— begin DOCUMENT TEXT —

An advertisement that appeared in American Art Illustrated in 1887. Prior to 1878 the company was known as the New England Glass Company. The "Works" name was adopted in that year and was used until the company moved from East Cambridge, MA to Toledo, OH in 1888 when it was re-named The W. L. Libbey & Son Company. In 1892 this name was changed to the Libbey Glass Company.
K. M. Wilson has summarized the history of the Libbey Glass Company as follows (from an article, New discoveries in American glass, 1760-1930, published in The Magazine Antiques, Dec 1993, p. 817):
The firm was founded as the New England Glass Company in 1818 in East Cambridge, Massachusetts. After it went out of business at the end of 1877, the factory was leased to William Libbey in January 1878 and became known as the New England Glass Works, Wm. L. Libbey, Prop. When William Libbey's son, Edward, became a partner in 1880, the name was changed to New England Glass Works, Wm. L. Libbey & Son, Props. as it remained until 1892, despite the fact that William Libbey died in August 1883. In 1888 the East Cambridge factory closed and a new plant was built in Toledo and incorporated in Ohio as [The] W. [L.] Libbey and Son Company. In 1892 the name was changed to Libbey Glass Company, and in 1919 the company was reorganized as the Libbey Glass Manufacturing Company. In 1935 it was bought by the Owens-Illinois Glass Company, which became Owens-Illinois, Incorporated in 1987. Today the company is owned by Kohlberg Kravis Roberts. The Libbey Glass Company division, which makes tablewares, operates at its original site in Toledo.

— end DOCUMENT TEXT —

# PROBLEM DETAILS:
Write the next part of the Libbey Glass Company history, picking up after its final sentence. These entries have no connection to the Libbey Glass Company history.

— begin RAW DATA —

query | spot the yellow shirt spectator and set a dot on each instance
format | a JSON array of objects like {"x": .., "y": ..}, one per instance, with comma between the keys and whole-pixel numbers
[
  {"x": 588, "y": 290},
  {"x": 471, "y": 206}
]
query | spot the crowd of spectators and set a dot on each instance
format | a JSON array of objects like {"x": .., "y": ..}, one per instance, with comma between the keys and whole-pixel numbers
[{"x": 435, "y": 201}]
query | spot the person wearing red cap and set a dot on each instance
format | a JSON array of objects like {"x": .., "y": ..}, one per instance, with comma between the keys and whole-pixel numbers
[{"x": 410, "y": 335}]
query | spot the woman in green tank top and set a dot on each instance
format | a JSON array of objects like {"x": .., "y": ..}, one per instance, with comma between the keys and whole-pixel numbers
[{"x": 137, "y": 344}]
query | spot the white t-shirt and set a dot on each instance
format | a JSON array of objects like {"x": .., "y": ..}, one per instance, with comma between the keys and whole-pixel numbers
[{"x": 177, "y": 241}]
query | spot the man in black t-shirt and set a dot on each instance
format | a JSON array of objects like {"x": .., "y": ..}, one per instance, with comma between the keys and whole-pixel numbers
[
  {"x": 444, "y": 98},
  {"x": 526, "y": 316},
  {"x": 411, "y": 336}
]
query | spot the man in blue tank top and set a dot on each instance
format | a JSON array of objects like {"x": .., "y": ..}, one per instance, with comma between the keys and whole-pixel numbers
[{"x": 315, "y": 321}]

— end RAW DATA —

# ANSWER TO THIS PROBLEM:
One of the founders of the New England Glass Company was the glass technologist Deming Jarves (1790-1869) who also established three other glass factories in Massachusetts. The Mt. Washington Glass Company was founded by him in South Boston, in 1837, for his son George D. Jarves. This firm became Jarves & Cormerais in 1850 and, during the 1850s, employed William Langdon Libbey (1826-1883) who, in turn, became sole owner of the factory in 1866. Libbey moved his business to New Bedford, MA in 1870, changed the company's name back to the Mt. Washington Glass Works, and sold it the following year. A re-organization in 1896 changed the company's name to the Mt. Washington Glass Company. Two years previously it had been acquired by the Pairpoint Manufacturing Company, a metal manufacturing business.
Deming Jarves severed his connection with "The New England" in 1825 and founded his third factory, the Boston and Sandwich Glass Company, at Sandwich, MA on Cape Cod. He continued his association with this glasshouse until 1858 when he left it to establish his last factory, the Cape Cod Glass Company, also in Sandwich, for his son, John, who died in 1863. Deming Jarves died six years later (Newman 1977) (note 1).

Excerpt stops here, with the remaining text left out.